===== Passage for review

Fry is best known for her prison reform, call for fair treatment of the insane, and opposition to the death penalty. Her famous work began with her visit to Newgate Prison. Two friends of hers, Stephen Grellet and William Forster, had just visited Newgate, and discovered its appalling conditions. Many were imprisoned without trial, and many executed for the weakest of reasons – England at the time had about 200 offenses that called for execution. Guards often treated the women’s ward like their own personal brothel. Women prisoners gave birth and raised children within in their cells and many existed in relative nakedness and poverty. Though it was the nineteenth century, it was still common for crowds to gather and cheer at the executions of these prisoners. The governor himself would sell tickets to the front row and even enjoy his breakfast over a good hanging.

When Grellet and Forster left Newgate, Grellet went immediately to Fry, feeling she – above anyone else – could effect true change in the prison. Fry and her close friend and relative, Anna Buxton, went to Newgate to check it out for themselves. When they arrived, they found women crammed into the cells, fighting over food, nursing infants with their own emaciated bodies, sometimes trading food for alcohol and carrying on wildly. One striking memory for Fry would be two women taking the clothes off of a dead infant to put them on a live newborn. Fry was shocked that prisoners were treated worse than animals. There was no doubt in her mind that Christ was offended by the conditions at Newgate.

She and Anna gathered clothing and food and passed them out to the inmates. But, Fry recognized that the women needed more than bread and shawls; they needed education, a useful occupation, and above all the gospel. She found herself preaching to them on a daily basis, and they hung on her every word.

In fact, it was her new celebrity status in the prison that caused Fry to question her work. She found herself enjoying the attention too much. She wondered how much of her work was for her own benefit – to give herself props – and how much of it was for the cause of Christ. Afraid of sinning against her devout Quaker principle of humility, Fry withdrew from her work in London for a time and moved back to her country house.

From there, her husband Joseph Fry handled his business and her nine children received an education, the boys from the tutors and the girls from the governess. Joseph, an egalitarian by the standards of the day, was very supportive of her work and demanded little from his wife in the way of domestic duties. This freed Fry to employ her leadership gifts in the community, and she started a school for poor girls in her home. But, tragedy precipitated deep depression. Fry suffered the death of a brother and her favorite daughter, Betsy. The family business lost money. Eventually, they were forced to move back to London, where Fry again visited Newgate and renewed her commitment to the women inmates. She finally saw her role there as that of a minister of the gospel and took lasting joy in this work.

==========
===== Material supplied

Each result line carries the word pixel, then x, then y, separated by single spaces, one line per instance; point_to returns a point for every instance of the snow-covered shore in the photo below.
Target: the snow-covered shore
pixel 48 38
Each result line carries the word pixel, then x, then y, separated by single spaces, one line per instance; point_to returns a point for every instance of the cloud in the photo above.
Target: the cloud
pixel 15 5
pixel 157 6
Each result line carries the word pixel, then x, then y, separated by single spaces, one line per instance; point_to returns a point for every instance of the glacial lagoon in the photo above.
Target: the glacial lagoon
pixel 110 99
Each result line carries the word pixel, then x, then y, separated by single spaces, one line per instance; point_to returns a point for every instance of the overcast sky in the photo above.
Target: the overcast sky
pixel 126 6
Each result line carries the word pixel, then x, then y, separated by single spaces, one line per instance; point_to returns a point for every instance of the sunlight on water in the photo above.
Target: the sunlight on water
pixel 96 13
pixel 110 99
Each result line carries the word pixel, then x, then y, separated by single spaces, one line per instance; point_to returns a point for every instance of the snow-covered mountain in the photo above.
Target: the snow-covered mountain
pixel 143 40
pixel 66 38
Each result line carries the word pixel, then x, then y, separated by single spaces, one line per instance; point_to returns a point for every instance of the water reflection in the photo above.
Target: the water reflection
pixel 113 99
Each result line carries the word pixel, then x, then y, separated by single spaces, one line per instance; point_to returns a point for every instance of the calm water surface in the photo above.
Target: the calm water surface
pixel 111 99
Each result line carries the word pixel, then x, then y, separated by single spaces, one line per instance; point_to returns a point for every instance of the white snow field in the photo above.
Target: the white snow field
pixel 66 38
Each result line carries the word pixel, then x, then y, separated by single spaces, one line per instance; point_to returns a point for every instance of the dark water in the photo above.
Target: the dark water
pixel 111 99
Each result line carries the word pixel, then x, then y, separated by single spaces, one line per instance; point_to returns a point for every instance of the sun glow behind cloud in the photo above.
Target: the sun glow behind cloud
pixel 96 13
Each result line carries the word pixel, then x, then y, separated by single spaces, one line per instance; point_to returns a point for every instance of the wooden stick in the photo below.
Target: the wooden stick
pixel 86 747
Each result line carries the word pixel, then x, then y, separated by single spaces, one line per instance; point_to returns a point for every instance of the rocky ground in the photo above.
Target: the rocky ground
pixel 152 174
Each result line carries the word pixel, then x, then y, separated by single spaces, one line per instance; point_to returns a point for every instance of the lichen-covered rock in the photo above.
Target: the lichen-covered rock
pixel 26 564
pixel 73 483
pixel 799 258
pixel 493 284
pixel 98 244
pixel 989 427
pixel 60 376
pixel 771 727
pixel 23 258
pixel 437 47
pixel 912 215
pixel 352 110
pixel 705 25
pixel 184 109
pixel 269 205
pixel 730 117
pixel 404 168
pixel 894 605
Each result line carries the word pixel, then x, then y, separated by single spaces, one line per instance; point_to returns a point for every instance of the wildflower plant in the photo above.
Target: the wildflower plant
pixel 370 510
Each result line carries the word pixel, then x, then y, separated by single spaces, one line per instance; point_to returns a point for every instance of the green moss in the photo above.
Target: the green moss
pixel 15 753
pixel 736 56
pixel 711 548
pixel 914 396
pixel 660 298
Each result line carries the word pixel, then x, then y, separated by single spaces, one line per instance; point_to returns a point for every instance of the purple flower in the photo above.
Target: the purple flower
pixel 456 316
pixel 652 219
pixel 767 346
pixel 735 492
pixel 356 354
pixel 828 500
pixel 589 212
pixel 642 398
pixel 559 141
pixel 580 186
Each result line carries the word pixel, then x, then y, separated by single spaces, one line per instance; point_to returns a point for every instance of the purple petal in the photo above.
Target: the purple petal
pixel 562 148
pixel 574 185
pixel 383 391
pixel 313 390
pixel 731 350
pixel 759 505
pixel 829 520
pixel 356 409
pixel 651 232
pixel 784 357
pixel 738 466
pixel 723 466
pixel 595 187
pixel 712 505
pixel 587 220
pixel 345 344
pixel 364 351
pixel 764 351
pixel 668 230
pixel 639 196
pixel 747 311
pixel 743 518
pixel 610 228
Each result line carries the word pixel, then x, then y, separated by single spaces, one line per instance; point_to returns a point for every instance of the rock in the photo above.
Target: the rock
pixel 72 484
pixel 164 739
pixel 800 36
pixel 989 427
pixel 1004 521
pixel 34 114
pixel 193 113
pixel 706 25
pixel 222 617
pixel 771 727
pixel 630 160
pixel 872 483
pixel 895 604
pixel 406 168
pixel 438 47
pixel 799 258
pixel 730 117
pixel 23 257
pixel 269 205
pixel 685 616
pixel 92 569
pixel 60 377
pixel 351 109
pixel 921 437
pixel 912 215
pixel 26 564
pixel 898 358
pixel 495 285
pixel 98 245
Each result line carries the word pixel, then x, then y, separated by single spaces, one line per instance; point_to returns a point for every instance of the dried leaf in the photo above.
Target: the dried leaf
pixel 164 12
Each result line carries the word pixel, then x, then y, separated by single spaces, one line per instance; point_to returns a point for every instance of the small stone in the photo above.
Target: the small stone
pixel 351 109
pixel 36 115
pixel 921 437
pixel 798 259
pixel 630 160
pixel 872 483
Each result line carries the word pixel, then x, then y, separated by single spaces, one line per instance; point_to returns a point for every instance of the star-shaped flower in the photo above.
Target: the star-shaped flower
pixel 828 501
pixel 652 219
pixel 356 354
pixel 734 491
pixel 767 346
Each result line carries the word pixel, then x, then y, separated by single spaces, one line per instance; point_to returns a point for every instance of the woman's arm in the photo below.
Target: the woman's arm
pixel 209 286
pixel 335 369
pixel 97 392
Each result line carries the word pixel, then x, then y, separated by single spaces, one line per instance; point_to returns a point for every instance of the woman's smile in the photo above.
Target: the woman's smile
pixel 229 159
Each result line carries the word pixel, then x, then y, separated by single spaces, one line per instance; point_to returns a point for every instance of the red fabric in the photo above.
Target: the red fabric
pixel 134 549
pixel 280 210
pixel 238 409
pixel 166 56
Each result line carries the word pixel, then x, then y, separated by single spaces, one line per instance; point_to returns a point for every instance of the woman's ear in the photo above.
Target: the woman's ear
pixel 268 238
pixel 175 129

==========

▶ **Work task**
Answer each question using the passage about Fry and Newgate Prison.
(a) About how many offenses in England called for execution at the time?
(b) Who went with Fry to see Newgate for themselves?
(c) What kind of school did Fry start in her home?

▶ **Solved exercise**
(a) About 200.
(b) Anna Buxton, her close friend and relative.
(c) A school for poor girls.